__Excerpted passage__
The Women’s International League for Peace and Freedom, WILPF, as its known to its friends, has a unique perspective on the TPNW that has been a significant driver in bringing it to this wonderful moment of entry into force.

With the 50th ratification, the treaty is irreversible.

Unlike other nuclear treaties, the TPNW specifically mentions the disproportionate impact on women, the damage caused to the environment we all depend on and the wholesale disregard for indigenous people that have suffered the effects of nuclear weapons use and tests.

In other words, it succeeds through a feminist and human rights-based approach to the profoundly undemocratic and inhumane characteristics of any nuclear weapons regime.

WILPF's ‘Reaching Critical Will’ programme at the UN played a huge part in ICAN's work in bringing diplomats, academics and survivors together for the unstoppable change that will eventually lead to nuclear weapons elimination.

In July 2017, following international concerns about the catastrophic humanitarian consequences of any use of nuclear weapons, a majority of UN states adopted the first treaty imposing a total ban on nuclear weapons. The TPNW (aka ‘the nuclear ban treaty’) covers all aspects of nuclear weapons, including use and threat of use, development, sharing and offering assistance to another state that is engaging in these activities.

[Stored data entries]
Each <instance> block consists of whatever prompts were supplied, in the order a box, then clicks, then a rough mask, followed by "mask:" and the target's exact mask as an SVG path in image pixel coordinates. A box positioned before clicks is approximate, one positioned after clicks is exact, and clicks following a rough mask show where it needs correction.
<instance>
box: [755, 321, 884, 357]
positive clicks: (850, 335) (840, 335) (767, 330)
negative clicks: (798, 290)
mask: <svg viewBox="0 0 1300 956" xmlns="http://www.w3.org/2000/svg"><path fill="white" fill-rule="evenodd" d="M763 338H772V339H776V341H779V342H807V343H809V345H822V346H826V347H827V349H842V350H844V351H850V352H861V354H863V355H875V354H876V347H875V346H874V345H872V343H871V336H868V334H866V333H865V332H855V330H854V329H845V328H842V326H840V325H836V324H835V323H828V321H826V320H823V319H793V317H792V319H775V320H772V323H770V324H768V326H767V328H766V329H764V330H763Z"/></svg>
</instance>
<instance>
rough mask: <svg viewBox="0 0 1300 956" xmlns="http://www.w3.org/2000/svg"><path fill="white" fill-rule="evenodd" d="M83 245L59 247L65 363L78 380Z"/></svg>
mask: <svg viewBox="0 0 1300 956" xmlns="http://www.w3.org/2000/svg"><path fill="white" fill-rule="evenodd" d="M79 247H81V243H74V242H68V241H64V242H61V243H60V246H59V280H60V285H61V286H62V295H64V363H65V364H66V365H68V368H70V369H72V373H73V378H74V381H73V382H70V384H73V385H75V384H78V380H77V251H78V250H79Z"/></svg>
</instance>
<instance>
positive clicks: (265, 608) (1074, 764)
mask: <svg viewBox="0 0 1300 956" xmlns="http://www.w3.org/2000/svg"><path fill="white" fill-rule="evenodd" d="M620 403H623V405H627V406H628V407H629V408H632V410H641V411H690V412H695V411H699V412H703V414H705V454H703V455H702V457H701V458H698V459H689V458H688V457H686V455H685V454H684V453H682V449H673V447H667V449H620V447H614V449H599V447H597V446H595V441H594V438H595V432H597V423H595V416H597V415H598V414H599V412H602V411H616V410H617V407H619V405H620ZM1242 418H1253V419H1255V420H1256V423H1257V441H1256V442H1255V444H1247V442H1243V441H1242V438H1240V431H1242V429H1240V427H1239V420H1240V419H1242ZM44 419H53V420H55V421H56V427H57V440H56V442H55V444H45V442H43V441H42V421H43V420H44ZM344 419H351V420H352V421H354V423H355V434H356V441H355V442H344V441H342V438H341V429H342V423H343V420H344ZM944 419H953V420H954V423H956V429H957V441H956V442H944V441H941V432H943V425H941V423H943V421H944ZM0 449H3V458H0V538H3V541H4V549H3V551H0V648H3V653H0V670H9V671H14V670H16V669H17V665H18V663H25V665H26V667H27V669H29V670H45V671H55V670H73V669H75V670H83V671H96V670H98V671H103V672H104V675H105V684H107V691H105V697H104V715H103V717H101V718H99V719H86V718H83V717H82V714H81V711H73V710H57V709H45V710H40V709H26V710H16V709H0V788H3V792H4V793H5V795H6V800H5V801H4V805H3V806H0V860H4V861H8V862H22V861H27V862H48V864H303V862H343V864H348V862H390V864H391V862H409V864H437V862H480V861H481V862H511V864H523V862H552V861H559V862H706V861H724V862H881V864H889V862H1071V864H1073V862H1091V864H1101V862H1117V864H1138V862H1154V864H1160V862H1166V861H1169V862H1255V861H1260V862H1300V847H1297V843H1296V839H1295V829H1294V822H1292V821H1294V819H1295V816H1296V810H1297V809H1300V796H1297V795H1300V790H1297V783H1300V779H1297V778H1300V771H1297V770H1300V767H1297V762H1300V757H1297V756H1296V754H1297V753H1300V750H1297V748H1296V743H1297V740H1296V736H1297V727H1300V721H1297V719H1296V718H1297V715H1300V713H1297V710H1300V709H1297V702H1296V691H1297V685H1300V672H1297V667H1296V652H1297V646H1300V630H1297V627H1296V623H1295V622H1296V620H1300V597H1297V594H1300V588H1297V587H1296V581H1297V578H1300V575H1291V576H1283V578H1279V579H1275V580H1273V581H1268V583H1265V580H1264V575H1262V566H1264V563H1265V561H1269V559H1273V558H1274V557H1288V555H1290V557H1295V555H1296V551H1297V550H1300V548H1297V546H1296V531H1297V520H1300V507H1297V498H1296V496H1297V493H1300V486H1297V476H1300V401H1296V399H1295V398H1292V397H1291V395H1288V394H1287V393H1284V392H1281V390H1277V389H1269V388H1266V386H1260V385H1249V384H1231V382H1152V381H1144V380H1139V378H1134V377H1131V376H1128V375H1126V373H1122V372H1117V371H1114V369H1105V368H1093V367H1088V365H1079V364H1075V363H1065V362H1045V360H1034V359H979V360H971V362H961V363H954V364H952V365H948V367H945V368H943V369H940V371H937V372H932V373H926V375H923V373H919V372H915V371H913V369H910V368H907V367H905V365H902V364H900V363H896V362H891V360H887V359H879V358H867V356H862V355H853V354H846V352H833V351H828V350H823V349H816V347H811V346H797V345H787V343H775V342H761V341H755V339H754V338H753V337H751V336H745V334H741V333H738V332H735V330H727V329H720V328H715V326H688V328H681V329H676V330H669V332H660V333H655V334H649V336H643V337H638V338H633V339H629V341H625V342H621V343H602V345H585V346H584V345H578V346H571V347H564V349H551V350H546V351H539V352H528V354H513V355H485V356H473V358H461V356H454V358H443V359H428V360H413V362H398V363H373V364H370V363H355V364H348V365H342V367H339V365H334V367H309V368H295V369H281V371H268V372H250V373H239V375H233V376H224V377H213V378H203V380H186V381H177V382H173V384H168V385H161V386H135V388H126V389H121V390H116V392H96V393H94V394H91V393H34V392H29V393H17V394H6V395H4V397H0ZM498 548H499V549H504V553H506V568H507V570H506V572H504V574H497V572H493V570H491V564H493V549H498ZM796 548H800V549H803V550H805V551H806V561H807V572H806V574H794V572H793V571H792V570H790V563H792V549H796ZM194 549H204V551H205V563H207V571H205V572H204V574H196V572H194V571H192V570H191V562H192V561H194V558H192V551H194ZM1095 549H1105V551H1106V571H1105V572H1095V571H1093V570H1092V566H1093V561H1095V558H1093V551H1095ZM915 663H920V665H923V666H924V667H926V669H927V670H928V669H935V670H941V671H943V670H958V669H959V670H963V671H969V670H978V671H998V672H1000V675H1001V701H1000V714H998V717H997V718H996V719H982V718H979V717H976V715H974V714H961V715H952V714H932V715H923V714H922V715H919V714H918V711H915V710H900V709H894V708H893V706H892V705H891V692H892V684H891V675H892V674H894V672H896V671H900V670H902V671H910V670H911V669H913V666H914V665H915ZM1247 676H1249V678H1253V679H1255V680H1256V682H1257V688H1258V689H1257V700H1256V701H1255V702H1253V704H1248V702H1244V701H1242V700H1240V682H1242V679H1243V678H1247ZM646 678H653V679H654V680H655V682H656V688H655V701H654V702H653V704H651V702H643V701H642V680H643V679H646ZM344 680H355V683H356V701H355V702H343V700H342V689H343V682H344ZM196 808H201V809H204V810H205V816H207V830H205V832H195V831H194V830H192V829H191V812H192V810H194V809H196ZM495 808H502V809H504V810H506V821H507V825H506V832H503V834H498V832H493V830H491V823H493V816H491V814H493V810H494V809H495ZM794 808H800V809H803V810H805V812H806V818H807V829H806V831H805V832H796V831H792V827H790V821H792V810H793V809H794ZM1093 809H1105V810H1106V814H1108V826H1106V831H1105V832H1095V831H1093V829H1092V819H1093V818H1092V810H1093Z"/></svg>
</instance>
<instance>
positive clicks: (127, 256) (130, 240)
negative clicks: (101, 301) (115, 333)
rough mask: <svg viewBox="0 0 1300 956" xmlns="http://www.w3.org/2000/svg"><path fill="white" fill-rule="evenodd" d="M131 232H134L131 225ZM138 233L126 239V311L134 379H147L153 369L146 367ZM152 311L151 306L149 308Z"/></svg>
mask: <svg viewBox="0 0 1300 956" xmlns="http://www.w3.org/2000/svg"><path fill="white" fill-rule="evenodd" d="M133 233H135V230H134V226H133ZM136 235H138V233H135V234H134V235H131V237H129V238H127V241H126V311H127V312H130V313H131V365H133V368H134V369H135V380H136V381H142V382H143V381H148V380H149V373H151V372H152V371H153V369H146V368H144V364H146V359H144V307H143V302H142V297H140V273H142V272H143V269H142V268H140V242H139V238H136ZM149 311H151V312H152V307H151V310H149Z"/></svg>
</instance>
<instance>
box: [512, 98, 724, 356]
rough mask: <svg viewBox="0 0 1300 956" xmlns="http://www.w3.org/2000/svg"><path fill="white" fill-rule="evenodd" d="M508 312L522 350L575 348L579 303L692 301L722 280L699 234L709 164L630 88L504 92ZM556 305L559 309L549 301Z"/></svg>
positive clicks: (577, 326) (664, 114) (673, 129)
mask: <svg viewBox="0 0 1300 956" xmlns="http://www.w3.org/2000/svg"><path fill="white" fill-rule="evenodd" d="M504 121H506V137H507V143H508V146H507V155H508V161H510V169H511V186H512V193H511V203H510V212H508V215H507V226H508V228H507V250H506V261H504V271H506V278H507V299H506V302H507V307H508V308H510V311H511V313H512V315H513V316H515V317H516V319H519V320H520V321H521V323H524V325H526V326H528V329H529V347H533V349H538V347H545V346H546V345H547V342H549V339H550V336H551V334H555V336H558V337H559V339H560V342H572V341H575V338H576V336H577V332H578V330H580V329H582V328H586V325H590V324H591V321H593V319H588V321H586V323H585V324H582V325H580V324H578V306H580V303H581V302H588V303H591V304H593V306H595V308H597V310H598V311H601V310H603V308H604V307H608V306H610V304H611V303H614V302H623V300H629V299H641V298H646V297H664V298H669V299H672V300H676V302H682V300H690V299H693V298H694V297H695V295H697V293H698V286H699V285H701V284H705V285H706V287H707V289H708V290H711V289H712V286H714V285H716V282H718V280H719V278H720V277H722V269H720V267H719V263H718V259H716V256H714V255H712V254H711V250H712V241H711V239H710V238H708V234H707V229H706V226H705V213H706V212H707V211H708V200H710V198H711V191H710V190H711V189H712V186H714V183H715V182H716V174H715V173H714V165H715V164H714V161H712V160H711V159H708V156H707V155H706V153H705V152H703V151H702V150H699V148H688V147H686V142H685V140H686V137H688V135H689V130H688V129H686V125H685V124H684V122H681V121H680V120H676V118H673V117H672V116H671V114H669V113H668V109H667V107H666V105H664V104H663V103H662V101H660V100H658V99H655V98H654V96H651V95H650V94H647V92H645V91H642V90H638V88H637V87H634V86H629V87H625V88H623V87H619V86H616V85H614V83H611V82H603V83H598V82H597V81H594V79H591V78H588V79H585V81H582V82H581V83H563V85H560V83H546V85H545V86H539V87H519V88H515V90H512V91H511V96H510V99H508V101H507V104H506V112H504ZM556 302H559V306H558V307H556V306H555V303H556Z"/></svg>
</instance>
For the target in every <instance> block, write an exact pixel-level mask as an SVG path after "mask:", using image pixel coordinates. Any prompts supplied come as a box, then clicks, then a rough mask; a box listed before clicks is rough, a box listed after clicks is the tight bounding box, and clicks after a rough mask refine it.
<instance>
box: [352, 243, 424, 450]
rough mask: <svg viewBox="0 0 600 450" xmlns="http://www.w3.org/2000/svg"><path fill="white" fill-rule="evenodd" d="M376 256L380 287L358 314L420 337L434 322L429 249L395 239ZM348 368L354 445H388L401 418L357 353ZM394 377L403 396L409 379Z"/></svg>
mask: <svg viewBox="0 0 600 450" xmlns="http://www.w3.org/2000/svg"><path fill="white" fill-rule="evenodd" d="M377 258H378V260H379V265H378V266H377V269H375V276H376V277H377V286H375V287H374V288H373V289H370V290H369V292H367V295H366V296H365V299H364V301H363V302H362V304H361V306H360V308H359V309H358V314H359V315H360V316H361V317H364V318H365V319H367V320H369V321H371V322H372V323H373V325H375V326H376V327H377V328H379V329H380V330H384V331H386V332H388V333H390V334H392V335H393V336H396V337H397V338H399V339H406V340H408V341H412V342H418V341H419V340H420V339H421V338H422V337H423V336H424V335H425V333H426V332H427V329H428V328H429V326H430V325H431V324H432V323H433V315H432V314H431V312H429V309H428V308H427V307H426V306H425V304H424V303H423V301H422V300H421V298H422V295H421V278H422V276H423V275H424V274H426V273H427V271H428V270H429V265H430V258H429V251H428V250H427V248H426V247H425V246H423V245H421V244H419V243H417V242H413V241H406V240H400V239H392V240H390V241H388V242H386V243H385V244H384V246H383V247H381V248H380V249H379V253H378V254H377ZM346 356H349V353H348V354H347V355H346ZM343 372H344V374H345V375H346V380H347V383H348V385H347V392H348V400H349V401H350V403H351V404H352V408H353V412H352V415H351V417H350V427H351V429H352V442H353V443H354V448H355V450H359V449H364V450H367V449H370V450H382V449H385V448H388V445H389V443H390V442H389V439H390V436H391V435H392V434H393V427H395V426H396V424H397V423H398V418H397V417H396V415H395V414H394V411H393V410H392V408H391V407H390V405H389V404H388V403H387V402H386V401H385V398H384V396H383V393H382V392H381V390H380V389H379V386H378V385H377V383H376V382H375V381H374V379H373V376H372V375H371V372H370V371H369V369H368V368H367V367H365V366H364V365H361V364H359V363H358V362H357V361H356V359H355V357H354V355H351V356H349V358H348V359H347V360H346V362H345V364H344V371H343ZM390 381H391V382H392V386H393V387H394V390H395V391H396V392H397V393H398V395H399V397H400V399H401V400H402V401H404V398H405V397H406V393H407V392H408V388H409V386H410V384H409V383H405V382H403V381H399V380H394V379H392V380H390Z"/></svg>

__About this task__
According to the excerpt on WILPF and the nuclear ban treaty, what makes the treaty irreversible?

__Answer for this exercise__
The 50th ratification makes the treaty irreversible.